Stored records
########################################

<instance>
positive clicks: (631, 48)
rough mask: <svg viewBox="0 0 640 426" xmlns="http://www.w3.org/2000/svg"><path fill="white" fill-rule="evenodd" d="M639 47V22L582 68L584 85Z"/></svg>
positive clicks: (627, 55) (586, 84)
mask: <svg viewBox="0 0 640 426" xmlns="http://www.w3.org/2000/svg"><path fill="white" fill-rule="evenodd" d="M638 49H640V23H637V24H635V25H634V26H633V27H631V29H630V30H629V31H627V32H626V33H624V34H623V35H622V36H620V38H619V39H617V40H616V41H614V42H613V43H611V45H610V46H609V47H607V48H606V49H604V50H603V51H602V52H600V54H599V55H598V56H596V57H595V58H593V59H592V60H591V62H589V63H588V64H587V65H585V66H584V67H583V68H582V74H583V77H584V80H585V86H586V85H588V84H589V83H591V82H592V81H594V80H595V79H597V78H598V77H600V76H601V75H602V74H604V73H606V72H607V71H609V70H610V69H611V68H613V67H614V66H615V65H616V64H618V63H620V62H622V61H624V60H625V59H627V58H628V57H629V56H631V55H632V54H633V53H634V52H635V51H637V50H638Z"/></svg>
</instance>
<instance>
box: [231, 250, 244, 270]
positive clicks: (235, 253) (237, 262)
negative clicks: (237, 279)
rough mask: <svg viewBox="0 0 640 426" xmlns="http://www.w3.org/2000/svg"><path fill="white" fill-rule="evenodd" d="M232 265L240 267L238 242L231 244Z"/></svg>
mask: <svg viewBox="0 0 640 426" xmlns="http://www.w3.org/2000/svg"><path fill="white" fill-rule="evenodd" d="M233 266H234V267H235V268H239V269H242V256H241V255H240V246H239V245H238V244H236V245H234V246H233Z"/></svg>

########################################

Prompt:
Update every item above by changing "rough mask" to "coarse mask" and leaving the rest of each line as it is.

Result for this exercise:
<instance>
positive clicks: (631, 48)
coarse mask: <svg viewBox="0 0 640 426" xmlns="http://www.w3.org/2000/svg"><path fill="white" fill-rule="evenodd" d="M639 47V22L582 68L584 85Z"/></svg>
positive clicks: (627, 55) (586, 84)
mask: <svg viewBox="0 0 640 426" xmlns="http://www.w3.org/2000/svg"><path fill="white" fill-rule="evenodd" d="M638 49H640V23H637V24H635V25H634V26H633V27H631V29H630V30H629V31H627V32H626V33H624V34H623V35H622V36H620V38H619V39H617V40H616V41H614V42H613V43H611V45H610V46H609V47H607V48H606V49H604V50H603V51H602V52H600V54H599V55H598V56H596V57H595V58H593V59H592V60H591V62H589V63H588V64H587V65H585V66H584V67H583V68H582V74H583V77H584V80H585V86H586V85H588V84H589V83H591V82H592V81H594V80H595V79H597V78H598V77H600V76H601V75H602V74H604V73H606V72H607V71H609V70H610V69H611V68H613V67H614V66H615V65H616V64H618V63H620V62H622V61H624V60H625V59H627V58H628V57H629V56H631V55H632V54H633V53H634V52H635V51H637V50H638Z"/></svg>
</instance>
<instance>
box: [231, 250, 244, 270]
positive clicks: (235, 253) (237, 262)
negative clicks: (237, 279)
coarse mask: <svg viewBox="0 0 640 426" xmlns="http://www.w3.org/2000/svg"><path fill="white" fill-rule="evenodd" d="M232 265L240 267L238 242L231 244Z"/></svg>
mask: <svg viewBox="0 0 640 426" xmlns="http://www.w3.org/2000/svg"><path fill="white" fill-rule="evenodd" d="M233 266H234V267H235V268H239V269H242V256H241V255H240V246H239V245H238V244H236V245H234V246H233Z"/></svg>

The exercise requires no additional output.